For the listing below, print exactly the lines from the line with "Target: fence picket" to the line with "the red car", both included, and nothing beyond them.

**INFORMATION**.
##############################
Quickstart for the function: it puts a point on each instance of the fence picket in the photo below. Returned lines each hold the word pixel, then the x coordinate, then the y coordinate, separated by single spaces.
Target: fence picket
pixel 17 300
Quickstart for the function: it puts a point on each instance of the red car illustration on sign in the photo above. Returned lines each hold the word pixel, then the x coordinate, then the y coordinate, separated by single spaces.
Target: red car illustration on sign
##############################
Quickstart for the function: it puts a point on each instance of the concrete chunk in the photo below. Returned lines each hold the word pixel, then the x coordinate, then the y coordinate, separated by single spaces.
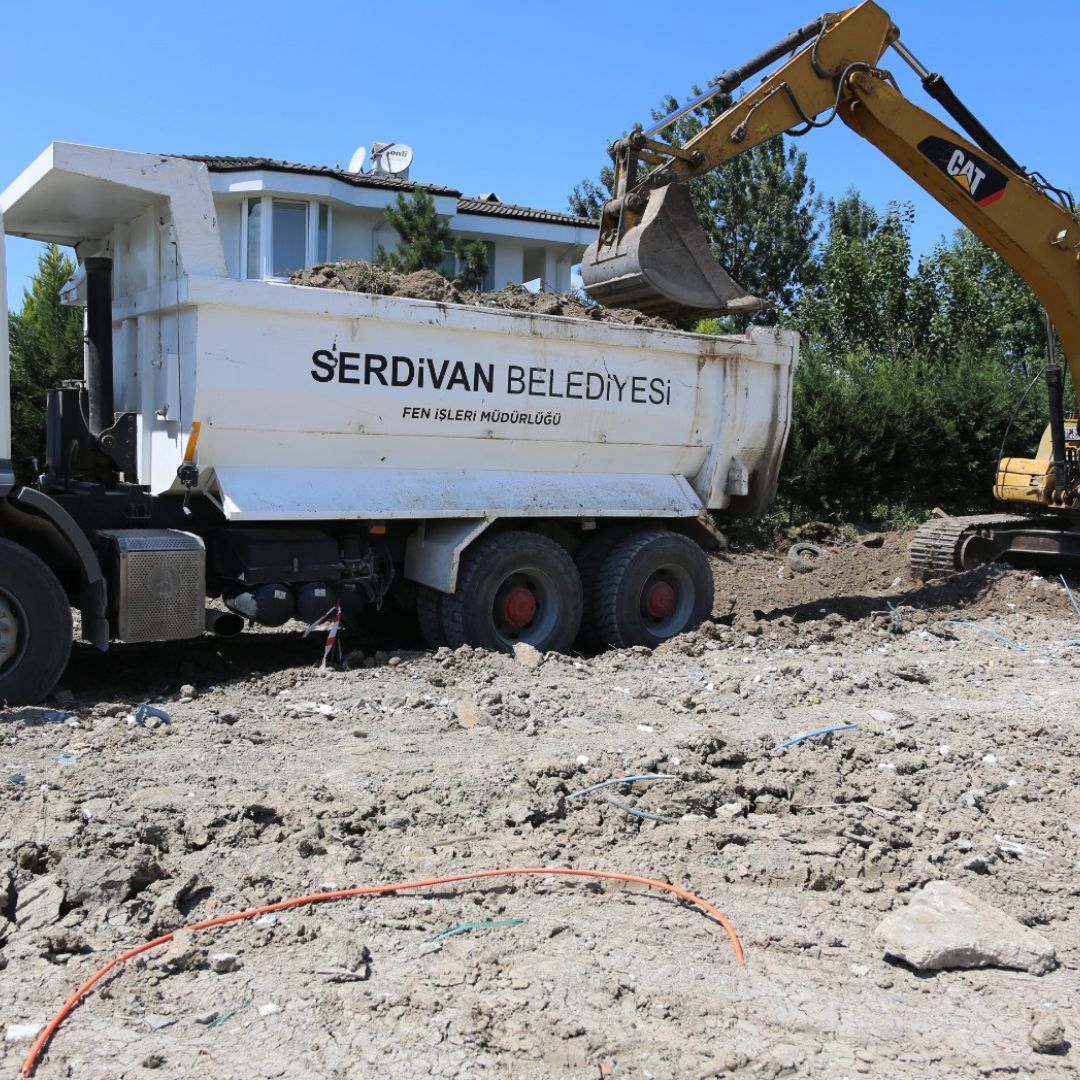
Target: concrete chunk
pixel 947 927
##############################
**RESPONSE**.
Target: fence picket
pixel 17 300
Quickstart for the function: it puts a point on each instance of the red car illustration on sign in the photo above. Returned lines each hold the word pixel, then the x coordinate, then the y coordinate, separated by single spaces.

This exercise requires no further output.